Given instruction.
Pick out each line below that contains the string "marking", matching case exactly, and copy those lines.

Records provided.
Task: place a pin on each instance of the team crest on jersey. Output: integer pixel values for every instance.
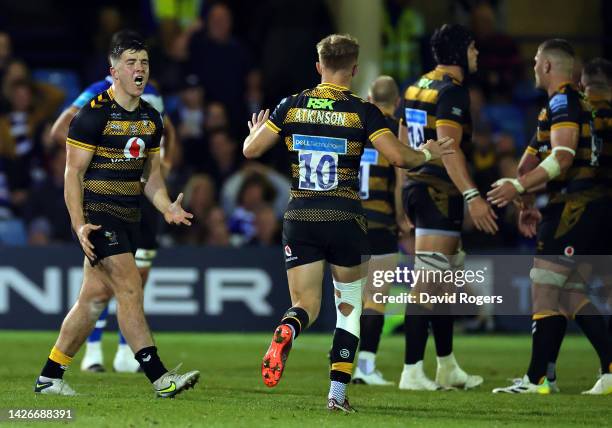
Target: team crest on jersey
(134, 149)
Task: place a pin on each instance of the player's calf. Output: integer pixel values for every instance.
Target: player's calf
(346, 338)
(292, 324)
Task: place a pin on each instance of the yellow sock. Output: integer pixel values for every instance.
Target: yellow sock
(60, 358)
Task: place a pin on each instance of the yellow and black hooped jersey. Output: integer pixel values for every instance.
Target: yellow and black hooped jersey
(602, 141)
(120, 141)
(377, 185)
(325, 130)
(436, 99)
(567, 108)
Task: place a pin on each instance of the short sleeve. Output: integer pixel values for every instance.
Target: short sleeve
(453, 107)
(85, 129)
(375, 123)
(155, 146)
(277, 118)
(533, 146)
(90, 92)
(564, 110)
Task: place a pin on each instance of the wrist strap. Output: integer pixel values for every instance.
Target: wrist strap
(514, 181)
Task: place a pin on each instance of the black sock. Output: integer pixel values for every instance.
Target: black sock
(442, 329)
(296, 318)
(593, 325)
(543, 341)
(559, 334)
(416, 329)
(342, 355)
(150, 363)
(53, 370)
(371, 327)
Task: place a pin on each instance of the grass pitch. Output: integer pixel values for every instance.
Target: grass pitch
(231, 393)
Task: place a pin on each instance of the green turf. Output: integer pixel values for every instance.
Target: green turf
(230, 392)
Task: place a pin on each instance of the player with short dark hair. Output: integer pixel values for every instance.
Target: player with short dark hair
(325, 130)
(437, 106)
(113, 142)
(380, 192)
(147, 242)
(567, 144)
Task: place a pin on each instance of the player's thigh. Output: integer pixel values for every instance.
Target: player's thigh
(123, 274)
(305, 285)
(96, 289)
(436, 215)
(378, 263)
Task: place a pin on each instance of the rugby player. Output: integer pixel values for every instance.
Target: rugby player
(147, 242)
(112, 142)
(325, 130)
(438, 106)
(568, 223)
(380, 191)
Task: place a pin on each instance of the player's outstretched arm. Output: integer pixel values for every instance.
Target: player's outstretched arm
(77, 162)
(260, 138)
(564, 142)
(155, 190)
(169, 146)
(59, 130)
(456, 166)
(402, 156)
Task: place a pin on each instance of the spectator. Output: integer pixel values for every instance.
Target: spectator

...

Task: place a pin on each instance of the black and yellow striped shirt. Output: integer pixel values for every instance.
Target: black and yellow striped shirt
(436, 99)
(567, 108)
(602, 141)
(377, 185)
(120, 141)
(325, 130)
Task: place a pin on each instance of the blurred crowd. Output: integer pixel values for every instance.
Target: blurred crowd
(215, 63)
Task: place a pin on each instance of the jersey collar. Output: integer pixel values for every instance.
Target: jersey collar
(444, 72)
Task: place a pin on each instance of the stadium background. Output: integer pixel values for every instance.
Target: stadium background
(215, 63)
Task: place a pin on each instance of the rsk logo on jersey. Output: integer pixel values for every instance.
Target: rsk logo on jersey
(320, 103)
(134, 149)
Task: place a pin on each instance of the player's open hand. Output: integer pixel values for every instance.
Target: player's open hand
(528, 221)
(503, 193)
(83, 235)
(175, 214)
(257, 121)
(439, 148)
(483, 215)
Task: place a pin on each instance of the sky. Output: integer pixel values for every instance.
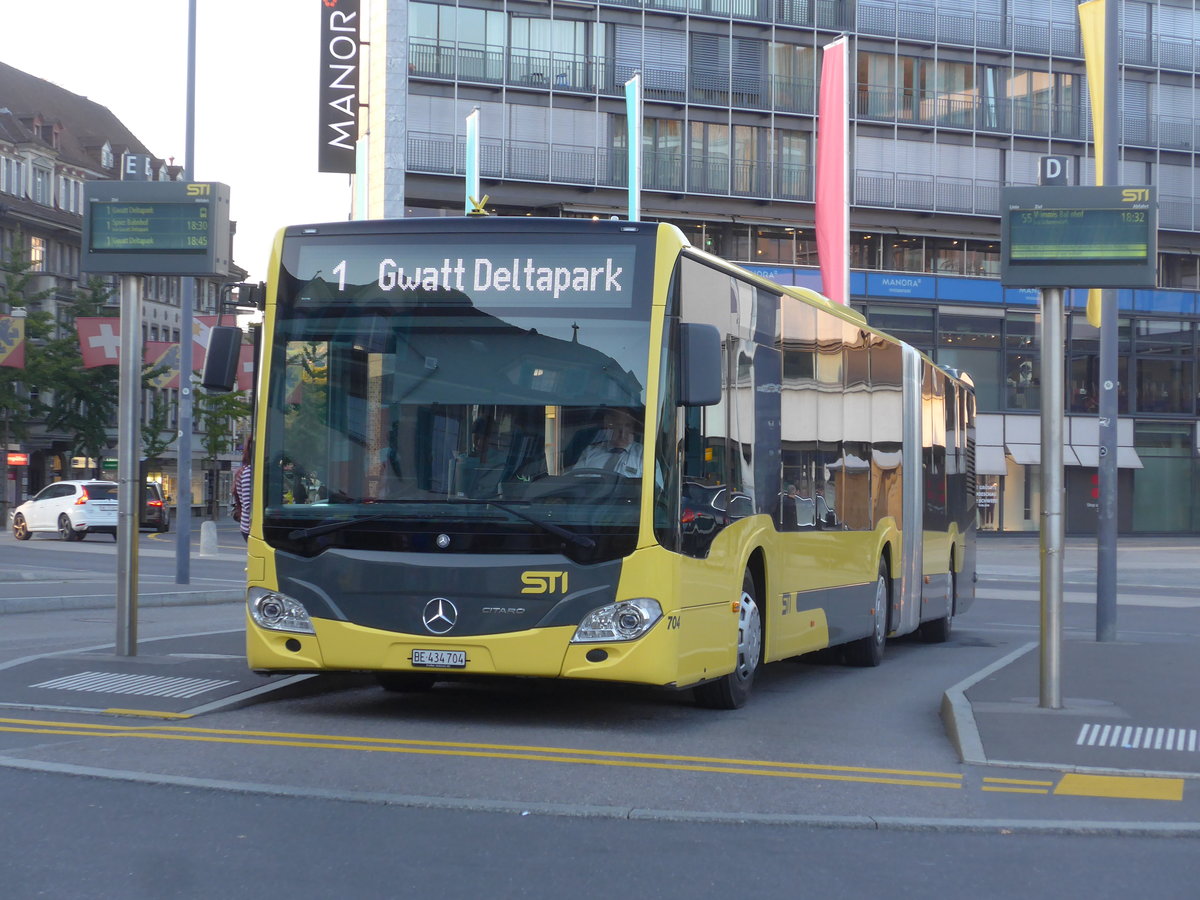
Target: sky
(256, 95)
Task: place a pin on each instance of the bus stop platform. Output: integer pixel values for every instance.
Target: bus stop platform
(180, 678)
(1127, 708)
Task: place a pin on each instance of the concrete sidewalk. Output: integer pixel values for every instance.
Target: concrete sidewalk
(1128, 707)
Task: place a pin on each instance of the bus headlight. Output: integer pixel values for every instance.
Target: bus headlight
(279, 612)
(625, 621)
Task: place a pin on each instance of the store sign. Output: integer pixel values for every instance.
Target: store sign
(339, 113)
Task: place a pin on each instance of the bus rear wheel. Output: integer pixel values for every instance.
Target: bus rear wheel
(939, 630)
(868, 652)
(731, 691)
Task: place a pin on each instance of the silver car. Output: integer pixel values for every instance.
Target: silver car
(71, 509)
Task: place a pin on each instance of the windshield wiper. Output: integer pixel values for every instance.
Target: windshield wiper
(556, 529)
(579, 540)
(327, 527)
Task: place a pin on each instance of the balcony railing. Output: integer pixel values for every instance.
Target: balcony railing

* * *

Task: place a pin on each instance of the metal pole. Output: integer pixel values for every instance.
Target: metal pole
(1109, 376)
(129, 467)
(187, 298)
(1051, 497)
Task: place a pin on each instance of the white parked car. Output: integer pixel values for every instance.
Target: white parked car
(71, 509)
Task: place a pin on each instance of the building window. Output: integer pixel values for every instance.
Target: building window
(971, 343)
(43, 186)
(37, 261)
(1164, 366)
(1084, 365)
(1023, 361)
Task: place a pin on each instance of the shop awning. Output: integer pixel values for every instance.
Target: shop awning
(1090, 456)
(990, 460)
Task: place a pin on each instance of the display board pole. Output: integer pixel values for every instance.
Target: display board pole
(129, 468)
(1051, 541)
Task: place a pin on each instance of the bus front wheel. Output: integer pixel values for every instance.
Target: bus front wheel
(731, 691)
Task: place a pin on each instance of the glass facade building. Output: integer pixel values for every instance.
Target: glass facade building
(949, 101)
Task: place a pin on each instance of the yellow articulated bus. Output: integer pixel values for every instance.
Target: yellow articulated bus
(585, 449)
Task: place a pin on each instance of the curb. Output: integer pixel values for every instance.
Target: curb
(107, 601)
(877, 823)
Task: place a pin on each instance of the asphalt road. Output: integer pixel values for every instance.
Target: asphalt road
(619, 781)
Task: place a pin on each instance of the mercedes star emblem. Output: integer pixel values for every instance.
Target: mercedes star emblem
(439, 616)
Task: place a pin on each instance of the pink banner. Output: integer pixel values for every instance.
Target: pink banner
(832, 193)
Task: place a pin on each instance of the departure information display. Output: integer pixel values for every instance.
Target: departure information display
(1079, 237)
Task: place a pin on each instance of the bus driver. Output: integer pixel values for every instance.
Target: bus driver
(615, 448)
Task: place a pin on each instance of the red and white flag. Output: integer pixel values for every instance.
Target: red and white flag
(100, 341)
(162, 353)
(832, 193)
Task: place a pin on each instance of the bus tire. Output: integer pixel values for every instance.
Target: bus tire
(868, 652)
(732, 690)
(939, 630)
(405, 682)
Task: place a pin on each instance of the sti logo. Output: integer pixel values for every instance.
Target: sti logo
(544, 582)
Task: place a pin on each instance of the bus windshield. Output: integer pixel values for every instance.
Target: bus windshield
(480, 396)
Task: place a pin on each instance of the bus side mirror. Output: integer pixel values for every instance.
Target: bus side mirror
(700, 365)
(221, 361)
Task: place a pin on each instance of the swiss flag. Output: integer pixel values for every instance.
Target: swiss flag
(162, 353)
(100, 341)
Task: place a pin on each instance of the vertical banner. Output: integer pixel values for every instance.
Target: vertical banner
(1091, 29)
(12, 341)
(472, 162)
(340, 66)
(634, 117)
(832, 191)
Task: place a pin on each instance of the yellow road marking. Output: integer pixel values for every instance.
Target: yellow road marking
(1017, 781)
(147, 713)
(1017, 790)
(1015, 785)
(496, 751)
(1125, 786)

Output for this task.
Task: place a pin on each instance of the yellow road marking. Output: integer pixel values for every instance.
Target: yellow road marking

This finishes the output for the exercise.